### WHAT IS REQUIRED
In the conference abstract below, write out everything from "IUVSTA 15th International" down to "Cytosine on Cu(110)", word for word.

### TEXT PASSAGE
# # # # # # #
IUVSTA 15th International Vacuum Congress (IVC-15), AVS 48th International Symposium (AVS-48), 11th International Conference on Solid Surfaces (ICSS-11)
    Surface Science Wednesday Sessions
       Session SS2-WeA

Paper SS2-WeA3
Electronic State of DNA Molecules on Surface: Cytosine on Cu(110)

Wednesday, October 31, 2001, 2:40 pm, Room 121

Session: Adsorption on Metal Surfaces
Presenter: M. Furukawa, Osaka University, Japan
Authors: M. Furukawa, Osaka University, Japan
T. Komeda, RIKEN, Japan
M. Kawai, RIKEN, Japan
T. Kawai, Osaka University, Japan
H. Ogasawara, RIKEN, Japan
A. Nilsson, Uppsala University, Sweden
Correspondent: Click to Email
Electric property of DNA strands and/or molecules being attractive as they are considered to be a candidate for a piece of molecular system in nano-scale technology. The purpose of the present study is to experimentally define the local electronic state of the molecule of the molecular systems by use of x-ray spectroscopies. Here, X-ray photo-electron spectroscopy (XPS) gives the energy level of core sates against the Fermi level, X-ray absorption spectroscopy (XAS) gives the atom specific energy difference between the core state and the state above the Fermi level. Combining all the information then the atom specific view of the energy levels across the Fermi level be understood. Here we give an example for Cytosine adsorbed on Cu(110) surface, where we have observed the core level for C1s, O1s and N1s and XAS from these core levels to the unoccupied states. As for the orientation of the molecule, electric field direction dependence in the XAS experiment for all C, O and N K edge exhibited that the molecular plane of cytosine sits perpendicular to the surface and also parallel to the [1-10] row of the surface. On of the most interesting feature of the electronic states is the fact that the LUMO state of the molecule is found to sit very close to the Fermi level, indicating that the system has a natural tendency to be electron doped conductor is the level is connected in space.
# # # # # # #
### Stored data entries
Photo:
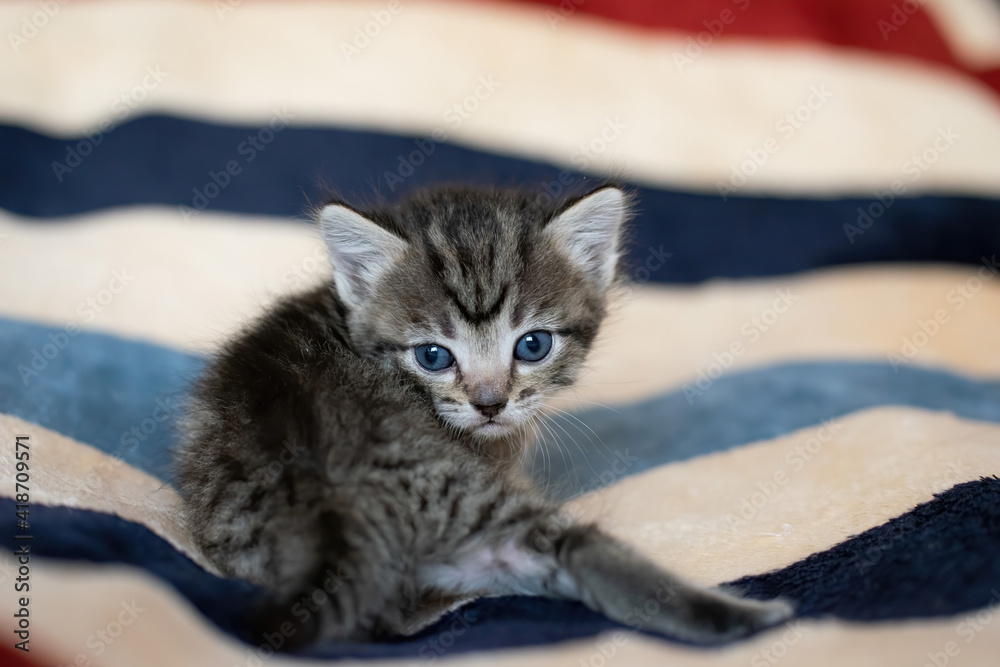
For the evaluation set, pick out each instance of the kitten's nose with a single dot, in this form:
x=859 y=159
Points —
x=490 y=410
# # # # # # #
### ANSWER BELOW
IUVSTA 15th International Vacuum Congress (IVC-15), AVS 48th International Symposium (AVS-48), 11th International Conference on Solid Surfaces (ICSS-11)
    Surface Science Wednesday Sessions
       Session SS2-WeA

Paper SS2-WeA3
Electronic State of DNA Molecules on Surface: Cytosine on Cu(110)